- _Requirements_:
Reproduce the following lines word for word, in the same order, changing nothing.

- _Exercise input_:
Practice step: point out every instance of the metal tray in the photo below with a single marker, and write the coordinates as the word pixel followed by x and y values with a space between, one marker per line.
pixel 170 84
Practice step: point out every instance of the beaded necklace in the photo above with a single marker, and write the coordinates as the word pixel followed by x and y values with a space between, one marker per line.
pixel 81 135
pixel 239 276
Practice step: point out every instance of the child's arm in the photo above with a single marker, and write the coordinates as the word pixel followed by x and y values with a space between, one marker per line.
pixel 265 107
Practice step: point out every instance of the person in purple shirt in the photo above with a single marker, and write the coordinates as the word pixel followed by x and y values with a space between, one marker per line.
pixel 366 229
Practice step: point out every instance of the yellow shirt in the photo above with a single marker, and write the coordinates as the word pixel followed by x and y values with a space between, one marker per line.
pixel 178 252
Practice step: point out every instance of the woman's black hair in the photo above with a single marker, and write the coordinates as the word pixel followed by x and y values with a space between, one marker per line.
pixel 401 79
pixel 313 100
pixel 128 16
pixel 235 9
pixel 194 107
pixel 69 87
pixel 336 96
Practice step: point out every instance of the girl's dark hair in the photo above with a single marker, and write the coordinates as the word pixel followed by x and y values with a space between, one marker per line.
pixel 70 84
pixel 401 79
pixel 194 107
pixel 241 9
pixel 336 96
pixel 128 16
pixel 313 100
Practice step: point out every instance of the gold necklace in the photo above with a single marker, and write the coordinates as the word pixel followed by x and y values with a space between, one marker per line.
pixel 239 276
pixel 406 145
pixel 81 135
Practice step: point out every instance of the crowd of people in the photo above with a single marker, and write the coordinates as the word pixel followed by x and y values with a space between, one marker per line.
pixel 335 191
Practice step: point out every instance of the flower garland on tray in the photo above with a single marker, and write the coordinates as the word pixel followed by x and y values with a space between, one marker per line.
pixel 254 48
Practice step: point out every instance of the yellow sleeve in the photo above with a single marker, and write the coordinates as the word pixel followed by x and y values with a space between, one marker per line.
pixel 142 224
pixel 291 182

- _The answer_:
Practice step: point out every instance of the metal tray in the photo below with a single marker, and write the coordinates as the word pixel followed by x and y values with a space between, one marker per line.
pixel 170 84
Practice step: point out every instance of the beaded necklace in the photo above with a single marker, and write the coordinates as the word pixel followed by x and y values with a space between, one marker per line.
pixel 81 135
pixel 239 276
Practice step: point out every instance of the child's arm in the photo above with a single marker, and write the coordinates as the word pixel followed by x and y values with a space between, one marker per line.
pixel 265 107
Practice step: point out every instance of the person in purple shirt in the photo above with a single marker, and write the coordinates as the word pixel followed by x and y values with a space between, one marker per line.
pixel 366 229
Practice step: point out every instance of the yellow shirt in the photo above with a single marker, and write the coordinates as the word pixel followed by x and y values with a space between, one marker per line.
pixel 178 252
Practice step: point out every instance of the woman's black hair in the photo above with a single marker, and write the coordinates as the word pixel followed by x and y values with a space between, one marker per line.
pixel 401 79
pixel 313 100
pixel 128 16
pixel 235 9
pixel 194 107
pixel 69 87
pixel 336 96
Practice step: point out every instance of the girl's dark hair in the photo above with a single marker, and write the coordinates as the word pixel followed by x and y values with a space between, one marker per line.
pixel 70 84
pixel 401 79
pixel 194 107
pixel 241 9
pixel 336 96
pixel 128 16
pixel 313 100
Practice step: point out every instance of the gold necklace in the photo above with a single marker, and write the coordinates as the word pixel followed by x and y values with a space between, one marker per line.
pixel 239 276
pixel 406 145
pixel 81 135
Practice step: point out every instance of the crowd of people in the photo above with a single marker, and write the coordinates as the word pixel followed by x and y values with a space between, one marker per line.
pixel 335 191
Practice step: point out every instance of the flower garland on tray in the photo above with a single marker, and write the coordinates as the word pixel followed by x and y values with a space between, one marker per line.
pixel 254 48
Practice step: point out every instance of the yellow sleeve in the photo above with a single marker, and write the coordinates as the word pixel followed by x and y values with a space between, one marker per line.
pixel 142 224
pixel 291 182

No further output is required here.